Could you transcribe exactly the lines from the one containing "body: indicate the second" through the end of the listing below, both included, but none of the pictures?
= Beginning of Section =
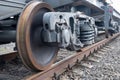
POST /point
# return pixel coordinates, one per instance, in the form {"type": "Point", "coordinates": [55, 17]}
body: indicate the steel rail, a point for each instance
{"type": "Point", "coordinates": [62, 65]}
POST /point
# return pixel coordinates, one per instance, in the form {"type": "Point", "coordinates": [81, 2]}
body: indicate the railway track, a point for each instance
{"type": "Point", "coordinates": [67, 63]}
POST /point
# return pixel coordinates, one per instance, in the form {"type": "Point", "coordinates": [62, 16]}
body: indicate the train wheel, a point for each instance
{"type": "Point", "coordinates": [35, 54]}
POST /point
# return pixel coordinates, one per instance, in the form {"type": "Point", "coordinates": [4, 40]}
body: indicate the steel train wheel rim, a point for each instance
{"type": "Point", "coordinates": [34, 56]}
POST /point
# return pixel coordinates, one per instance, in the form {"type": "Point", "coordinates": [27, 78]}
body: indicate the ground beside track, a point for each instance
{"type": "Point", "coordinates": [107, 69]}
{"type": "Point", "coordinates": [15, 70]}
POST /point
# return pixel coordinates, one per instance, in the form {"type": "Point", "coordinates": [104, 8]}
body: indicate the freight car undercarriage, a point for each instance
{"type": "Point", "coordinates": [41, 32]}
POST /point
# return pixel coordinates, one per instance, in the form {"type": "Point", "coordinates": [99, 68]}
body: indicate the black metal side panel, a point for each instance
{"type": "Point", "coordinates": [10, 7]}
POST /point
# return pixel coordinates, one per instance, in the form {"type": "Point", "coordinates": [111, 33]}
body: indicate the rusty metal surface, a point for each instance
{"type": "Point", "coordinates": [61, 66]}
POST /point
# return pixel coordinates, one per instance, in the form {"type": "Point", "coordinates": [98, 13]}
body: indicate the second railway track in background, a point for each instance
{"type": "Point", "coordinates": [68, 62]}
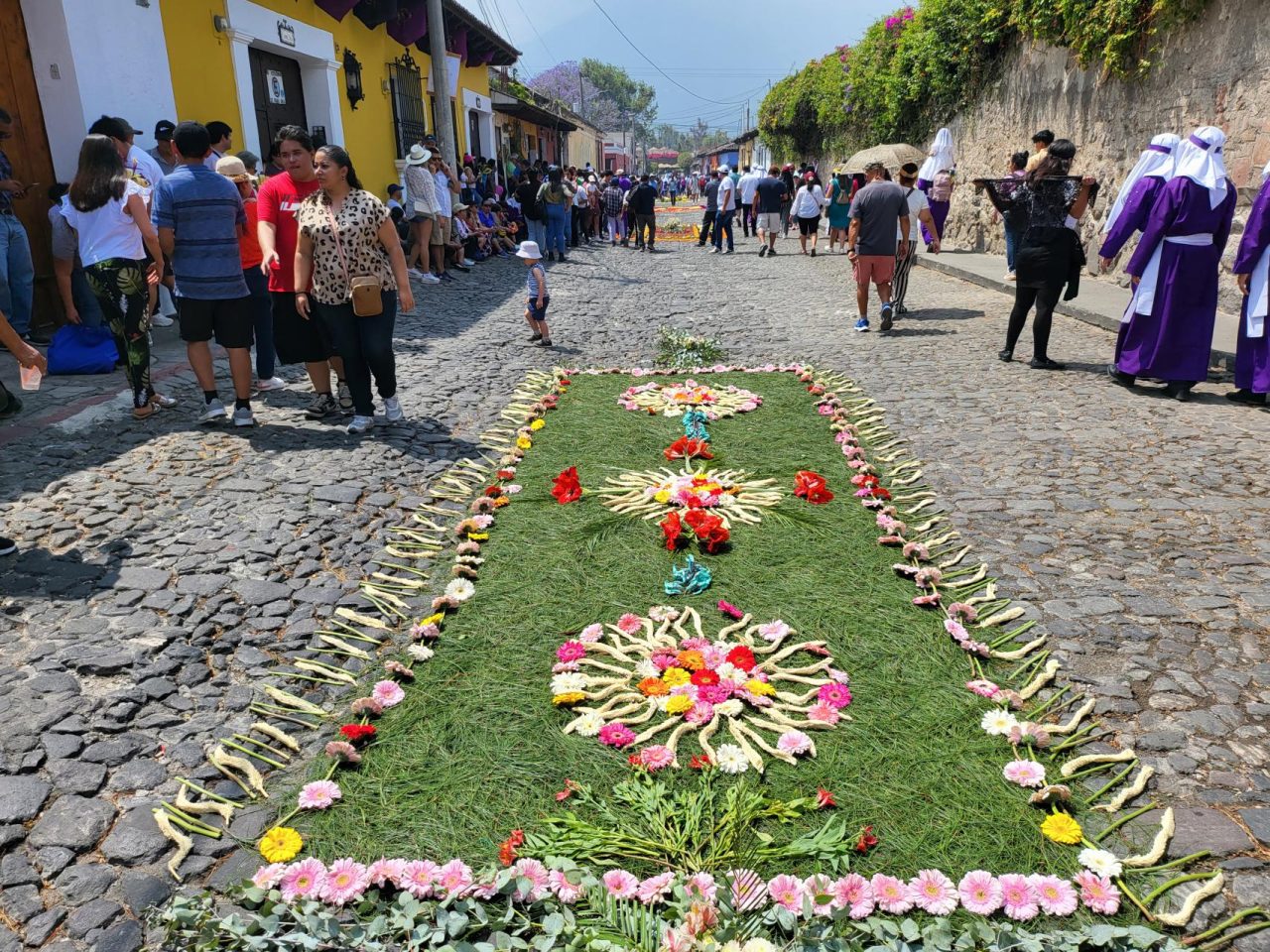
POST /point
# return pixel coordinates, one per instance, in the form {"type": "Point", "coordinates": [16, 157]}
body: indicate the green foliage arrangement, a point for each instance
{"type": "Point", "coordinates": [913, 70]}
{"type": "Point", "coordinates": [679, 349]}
= End of Section =
- _COMPLETED EXERCISE_
body: indicate the second railway track in background, a point for each instance
{"type": "Point", "coordinates": [68, 62]}
POST /point
# return pixel coordinates, one per instance, in the form {"type": "Point", "coordinates": [16, 157]}
body: indicate the green foliage arrangement, a point for each instance
{"type": "Point", "coordinates": [913, 70]}
{"type": "Point", "coordinates": [679, 349]}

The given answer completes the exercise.